Retyping all the entries exactly is the whole task.

━━━━━━━━━━━━━━━━

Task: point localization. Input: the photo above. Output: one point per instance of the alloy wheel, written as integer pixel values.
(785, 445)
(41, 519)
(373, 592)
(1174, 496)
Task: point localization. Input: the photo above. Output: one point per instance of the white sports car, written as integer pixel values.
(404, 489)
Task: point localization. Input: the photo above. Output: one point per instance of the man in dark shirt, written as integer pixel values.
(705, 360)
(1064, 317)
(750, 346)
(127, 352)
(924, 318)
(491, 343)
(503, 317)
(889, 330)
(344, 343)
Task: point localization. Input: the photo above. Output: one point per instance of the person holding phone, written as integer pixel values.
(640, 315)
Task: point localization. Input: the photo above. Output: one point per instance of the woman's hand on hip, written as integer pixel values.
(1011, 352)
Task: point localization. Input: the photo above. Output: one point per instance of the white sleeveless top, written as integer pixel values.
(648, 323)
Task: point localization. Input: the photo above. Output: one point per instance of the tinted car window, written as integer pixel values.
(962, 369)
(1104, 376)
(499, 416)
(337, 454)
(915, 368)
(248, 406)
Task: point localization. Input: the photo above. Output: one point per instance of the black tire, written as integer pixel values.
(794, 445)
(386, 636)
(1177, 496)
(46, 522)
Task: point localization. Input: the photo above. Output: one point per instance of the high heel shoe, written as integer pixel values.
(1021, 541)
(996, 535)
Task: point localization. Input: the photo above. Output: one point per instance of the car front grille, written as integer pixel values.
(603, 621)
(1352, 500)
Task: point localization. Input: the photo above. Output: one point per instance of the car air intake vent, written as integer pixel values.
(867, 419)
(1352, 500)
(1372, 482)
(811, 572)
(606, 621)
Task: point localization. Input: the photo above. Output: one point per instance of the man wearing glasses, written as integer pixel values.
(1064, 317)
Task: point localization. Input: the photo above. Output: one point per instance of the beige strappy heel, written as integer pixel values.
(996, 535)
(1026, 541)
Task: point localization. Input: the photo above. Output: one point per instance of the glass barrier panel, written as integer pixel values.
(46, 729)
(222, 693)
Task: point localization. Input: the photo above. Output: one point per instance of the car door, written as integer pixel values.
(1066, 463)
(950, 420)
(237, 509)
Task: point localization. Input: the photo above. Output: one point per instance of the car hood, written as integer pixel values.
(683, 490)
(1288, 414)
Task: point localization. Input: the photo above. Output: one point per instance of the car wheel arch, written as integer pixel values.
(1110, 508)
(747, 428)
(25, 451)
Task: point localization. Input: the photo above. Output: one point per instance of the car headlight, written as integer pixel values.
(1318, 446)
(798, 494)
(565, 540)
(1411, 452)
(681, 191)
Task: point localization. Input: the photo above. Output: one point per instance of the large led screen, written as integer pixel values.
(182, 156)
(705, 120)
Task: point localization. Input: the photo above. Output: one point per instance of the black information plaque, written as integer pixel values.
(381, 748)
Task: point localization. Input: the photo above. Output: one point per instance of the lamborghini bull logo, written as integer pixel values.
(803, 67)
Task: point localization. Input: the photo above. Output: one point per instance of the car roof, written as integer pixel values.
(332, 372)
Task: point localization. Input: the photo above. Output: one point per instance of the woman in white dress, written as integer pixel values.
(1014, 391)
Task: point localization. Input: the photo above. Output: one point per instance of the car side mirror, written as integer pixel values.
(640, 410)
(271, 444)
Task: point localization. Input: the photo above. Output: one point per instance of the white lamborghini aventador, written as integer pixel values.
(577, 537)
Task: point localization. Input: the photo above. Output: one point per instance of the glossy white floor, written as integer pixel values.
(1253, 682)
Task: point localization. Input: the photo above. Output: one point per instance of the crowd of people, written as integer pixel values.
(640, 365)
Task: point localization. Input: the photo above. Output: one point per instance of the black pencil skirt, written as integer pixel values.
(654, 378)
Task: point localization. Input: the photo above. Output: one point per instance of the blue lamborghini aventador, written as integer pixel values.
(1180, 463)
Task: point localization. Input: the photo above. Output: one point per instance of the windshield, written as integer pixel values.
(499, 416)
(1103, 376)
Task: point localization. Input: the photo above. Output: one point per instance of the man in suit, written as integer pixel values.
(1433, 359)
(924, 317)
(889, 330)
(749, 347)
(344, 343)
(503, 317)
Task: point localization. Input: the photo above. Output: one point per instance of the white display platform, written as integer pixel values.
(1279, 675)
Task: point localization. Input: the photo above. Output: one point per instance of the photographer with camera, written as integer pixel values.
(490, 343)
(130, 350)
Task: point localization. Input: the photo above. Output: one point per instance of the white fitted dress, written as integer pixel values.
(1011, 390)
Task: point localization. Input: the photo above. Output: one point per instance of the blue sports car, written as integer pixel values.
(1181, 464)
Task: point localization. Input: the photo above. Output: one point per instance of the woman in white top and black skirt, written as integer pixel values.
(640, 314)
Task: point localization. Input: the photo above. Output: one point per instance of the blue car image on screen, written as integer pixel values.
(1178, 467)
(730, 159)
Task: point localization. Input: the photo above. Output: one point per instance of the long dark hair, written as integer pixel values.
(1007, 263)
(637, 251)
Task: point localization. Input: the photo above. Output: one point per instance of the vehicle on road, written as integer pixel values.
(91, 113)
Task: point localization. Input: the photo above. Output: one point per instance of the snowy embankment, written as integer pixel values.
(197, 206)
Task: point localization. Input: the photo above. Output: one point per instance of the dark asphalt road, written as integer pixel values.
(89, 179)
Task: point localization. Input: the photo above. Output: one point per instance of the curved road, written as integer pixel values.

━━━━━━━━━━━━━━━━

* Response for this exercise:
Task: point localization. Input: the photo above. Output: one point per instance of the alloy wheel, written as integer pixel values.
(785, 445)
(41, 519)
(373, 592)
(1174, 496)
Task: point localization. Input: the photo above. Output: one point per instance of the white sports car, written as integer pixel values.
(404, 489)
Task: point localization. Input: the photo above. Output: one point per instance of the man in dark shirt, written as integer pixel values.
(705, 360)
(1064, 317)
(750, 346)
(127, 352)
(924, 318)
(491, 343)
(503, 317)
(889, 330)
(344, 343)
Task: point localization. Input: the photo above. Output: one point per instance of the person holding phone, written as integer pixel values.
(640, 315)
Task: point localization. Input: the photo above. Output: one point per instance of the woman's hand on hip, written as integer pixel values.
(1011, 352)
Task: point localization. Input: the photo above. Output: one point per instance of the white sleeveless top, written as integer pixel values.
(648, 323)
Task: point localization. Input: the photo above. Output: one point per instance of the tinted car window, written as integer pixel values.
(962, 369)
(1104, 376)
(499, 416)
(337, 454)
(915, 368)
(248, 406)
Task: point localization. Input: the photo above. Output: one point per instance of the black tire, written as integer pixel values.
(794, 445)
(386, 636)
(1177, 496)
(46, 522)
Task: point localization. Input: the photo above. Output: one point per instance of the high heel shoe, written as integer pixel values.
(1021, 541)
(996, 535)
Task: point localization. Input: the photo above. Output: one point per instance of the car front grille, written as integer pixel values.
(603, 621)
(1352, 500)
Task: point localization. Input: the photo above. Output: one point per instance of the car air intake vent, written as integer pixel values.
(867, 419)
(1352, 500)
(1372, 482)
(811, 572)
(606, 621)
Task: point localization. Input: the photo above. Output: one point per instance of the man wearing glasses, written as integer pixel values.
(1064, 317)
Task: point localization. Input: the photo above. Output: one point per instance of the beige strappy heel, written as integer pixel values.
(996, 535)
(1026, 541)
Task: point localization. Input: the photo above. Output: one point per instance of the glass barrier panel, written as integer pixel values.
(46, 729)
(222, 693)
Task: point localization. Input: the photo above. Output: one point per instance of the car door, written as integer pixel values.
(1066, 463)
(950, 420)
(237, 509)
Task: point localization. Input: the photo above. Output: one point per instance of the car hood, written as integer pixel values.
(683, 490)
(1288, 414)
Task: point localization. Input: the photo above. Output: one point per instance of the car wheel arch, written as integer pixel values.
(1110, 508)
(747, 428)
(25, 451)
Task: point localization. Input: the photo above. Output: one point per instance of the car headlight, written as integer pixel values.
(1318, 446)
(798, 494)
(565, 540)
(1411, 452)
(681, 191)
Task: point localization. Input: the photo above. Output: one point per instance of the large led screen, written as integer pixel values.
(182, 156)
(705, 120)
Task: point localization. Input: the photo above. Output: one point per instance of the black information plaque, written as integer pixel values.
(381, 748)
Task: point localization. Input: the photo above. Output: one point per instance of the lamborghini bull logo, written as integer pixel values.
(803, 67)
Task: point localization. Input: the photo above. Output: one point per instance of the car roof, written as integer pixel values.
(332, 372)
Task: point localization. Input: the photo above. Output: one point per instance of the woman in white dress, written as integer pixel values.
(1014, 391)
Task: point localization. Input: the photo above. Output: one point per instance of the car side mirror, written as integer pixel values.
(640, 410)
(271, 444)
Task: point localization. Input: the photo above. Output: one point per instance of the white lamborghini aventador, written as integer pixel values.
(577, 537)
Task: point localization. Input: the photo above. Output: one point per instance of the glossy white floor, written as integer pixel values.
(1253, 682)
Task: point localization. Input: the photo above. Output: one point per instance of the crowd of people, written as integer pixel values.
(640, 365)
Task: point localization. Input: the photo above. Output: one point per instance of the black pencil skirt, written as integer pixel values.
(654, 378)
Task: point localization. Input: the photo above. Output: one point per instance of the blue lamborghini aventador, written as integer pixel values.
(1180, 463)
Task: point localization. Input: the photo above. Output: one point per instance of the windshield, written as integer pixel values.
(499, 416)
(1103, 376)
Task: point localization. Input: the photo above. Output: one point per instance of the man in suit, written as integer pixel values.
(1433, 359)
(924, 317)
(889, 330)
(749, 347)
(344, 343)
(503, 317)
Task: point localization. Input: the photo above. Output: one point per instance of the white display platform, written as integer pixel values.
(1279, 675)
Task: point localization. Input: the photo above. Output: one point per instance of the photographer with camera, written as integer pixel values.
(490, 343)
(130, 350)
Task: point localization. Input: the photo above. Output: one point per instance of the white fitted dress, written as integer pixel values.
(1011, 390)
Task: point localization. Input: the photo above. Output: one point per instance of the blue sports car, written as integer pixel values.
(1181, 464)
Task: point localization. Input: the photo above. Output: one point per instance of the woman in white top and black skirt, written as integer pixel values.
(640, 314)
Task: point localization. Input: the photo above. Output: one point per instance of the blue car image on screen, written as integer pixel values.
(1178, 467)
(730, 159)
Task: point localization. Input: the photo above. Output: one point per instance of the long dark hair, written as integer pixel values.
(1007, 263)
(637, 251)
Task: point localization. Input: the photo above. Output: one point per instance of the vehicle on road, written as integer pixel values.
(91, 113)
Task: point localization. Input: the photo above. Output: one point per instance of the snowy embankment, written as integer pixel values.
(197, 206)
Task: point localization. Input: the photo above. Output: one point per instance of the dark asphalt road, written as integer pixel values.
(89, 179)
Task: point localization. Input: the photo above. Output: one point per instance of the curved road, written as integer pixel values.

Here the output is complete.